Document segment:
============================================================
With all chore parts set up, we can finally delve into the relationship between the domain and the database — starting with the most interesting part for those interested in DDD. 

The first part of this blog series depicts domain code structure. Inside each domain is the repository.go file. The thing is, the repository is the whole pattern; it cannot fit into a single file with a code. Let’s deep dive into why this pattern is one of my favorites. 

In my opinion, one of the main reasons an application may have become very complex and hard to read is that some people tend to be too reluctant to a proper decoupling of the database logic and the application (business) logic. Keeping the logic of your application along with your database logic makes your application much more complex and hard to both test and maintain. So if you encounter words like connection, begin, commit, rollback, and so on in your service layer, be aware that it might be a serious problem in the future. 

The main purpose of the repository pattern is to separate these two logic spaces. It allows you to make your code simpler and easier to add new functionalities. As a bonus, you can defer the important decisions of choosing a database solution and schema. Another good side effect of this approach is out-of-the-box immunity for database vendor lock-in.

The idea of the repository pattern is to communicate with the database via the interface. You should define the interface to support any database implementation, which means that it should be free of any implementation details of any database. The interface in the repository.go might look like this:

type Repository interface {
    Create(ctx context.Context, user *User) error
    Read(ctx context.Context, userID uuid.UUID) (*User, error)
}

Hidden within the Create and Read functions of real database implementation is the entire database boilerplate — like initializing a connection, releasing, calling Exec or Select pgx functions and so on. This is answers what’s inside the postgres directory (a question posed in the previous blog post). As you can see, there’s no need for a service using this interface to call any database low-level operation, like for working with connections and (most importantly) transactions. As a result, another SOLID principle — dependency inversion — is ticked off.

You might be thinking that it’s an artificial example and things are much more complex in the real world. And you’re right, because how do we do the transactions?
============================================================
Given problem A: According to the repository pattern post, which SOLID principle is ticked off by keeping low-level database operations out of the service?
Given problem B: Rewrite the stretch of entries from the line containing "of the rectangular" through the end of the entries, replacing "pixel coordinates" with "image coordinates" and leaving everything else unchanged.

[Records from a collection]
============================================================
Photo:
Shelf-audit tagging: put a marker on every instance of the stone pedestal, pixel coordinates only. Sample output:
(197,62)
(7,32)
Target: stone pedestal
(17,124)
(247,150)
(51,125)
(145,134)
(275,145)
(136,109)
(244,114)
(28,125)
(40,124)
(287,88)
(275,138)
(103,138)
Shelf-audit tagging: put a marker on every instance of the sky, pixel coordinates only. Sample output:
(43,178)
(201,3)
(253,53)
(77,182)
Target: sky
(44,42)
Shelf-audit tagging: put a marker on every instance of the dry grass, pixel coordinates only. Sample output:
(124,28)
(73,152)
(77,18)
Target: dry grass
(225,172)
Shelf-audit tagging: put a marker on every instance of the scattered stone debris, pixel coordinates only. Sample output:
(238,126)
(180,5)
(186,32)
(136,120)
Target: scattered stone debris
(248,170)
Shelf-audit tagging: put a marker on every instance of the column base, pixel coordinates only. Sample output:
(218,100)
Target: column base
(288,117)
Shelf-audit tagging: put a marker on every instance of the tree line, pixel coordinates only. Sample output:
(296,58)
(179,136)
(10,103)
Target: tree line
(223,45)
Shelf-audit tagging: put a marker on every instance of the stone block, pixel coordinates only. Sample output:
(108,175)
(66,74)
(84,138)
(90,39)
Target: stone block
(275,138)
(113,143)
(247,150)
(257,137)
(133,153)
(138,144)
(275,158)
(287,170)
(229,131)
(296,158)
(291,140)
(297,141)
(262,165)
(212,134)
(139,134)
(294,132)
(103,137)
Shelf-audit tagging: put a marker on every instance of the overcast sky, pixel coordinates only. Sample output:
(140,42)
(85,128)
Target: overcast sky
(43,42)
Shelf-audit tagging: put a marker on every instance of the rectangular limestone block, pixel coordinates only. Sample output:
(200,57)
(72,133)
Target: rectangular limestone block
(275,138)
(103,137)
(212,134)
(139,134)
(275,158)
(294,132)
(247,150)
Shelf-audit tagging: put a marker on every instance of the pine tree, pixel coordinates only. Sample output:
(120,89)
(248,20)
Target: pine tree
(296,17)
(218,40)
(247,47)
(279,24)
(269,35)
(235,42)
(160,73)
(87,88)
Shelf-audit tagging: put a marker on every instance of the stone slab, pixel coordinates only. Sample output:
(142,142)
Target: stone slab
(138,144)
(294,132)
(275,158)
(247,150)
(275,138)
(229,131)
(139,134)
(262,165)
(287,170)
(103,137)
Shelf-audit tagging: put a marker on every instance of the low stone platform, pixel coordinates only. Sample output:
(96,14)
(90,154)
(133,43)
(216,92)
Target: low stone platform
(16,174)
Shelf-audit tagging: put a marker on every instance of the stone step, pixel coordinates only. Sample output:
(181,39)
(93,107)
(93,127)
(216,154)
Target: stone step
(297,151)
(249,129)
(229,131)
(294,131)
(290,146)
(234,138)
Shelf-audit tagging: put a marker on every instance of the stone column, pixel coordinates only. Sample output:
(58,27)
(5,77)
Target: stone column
============================================================
Final result A: Dependency inversion.

Final result B:
Shelf-audit tagging: put a marker on every instance of the rectangular limestone block, image coordinates only. Sample output:
(200,57)
(72,133)
Target: rectangular limestone block
(275,138)
(103,137)
(212,134)
(139,134)
(275,158)
(294,132)
(247,150)
Shelf-audit tagging: put a marker on every instance of the pine tree, image coordinates only. Sample output:
(120,89)
(248,20)
Target: pine tree
(296,17)
(218,40)
(247,47)
(279,24)
(269,35)
(235,42)
(160,73)
(87,88)
Shelf-audit tagging: put a marker on every instance of the stone slab, image coordinates only. Sample output:
(142,142)
Target: stone slab
(138,144)
(294,132)
(275,158)
(247,150)
(275,138)
(229,131)
(139,134)
(262,165)
(287,170)
(103,137)
Shelf-audit tagging: put a marker on every instance of the low stone platform, image coordinates only. Sample output:
(96,14)
(90,154)
(133,43)
(216,92)
Target: low stone platform
(16,174)
Shelf-audit tagging: put a marker on every instance of the stone step, image coordinates only. Sample output:
(181,39)
(93,107)
(93,127)
(216,154)
Target: stone step
(297,151)
(249,129)
(229,131)
(294,131)
(290,146)
(234,138)
Shelf-audit tagging: put a marker on every instance of the stone column, image coordinates only. Sample output:
(58,27)
(5,77)
Target: stone column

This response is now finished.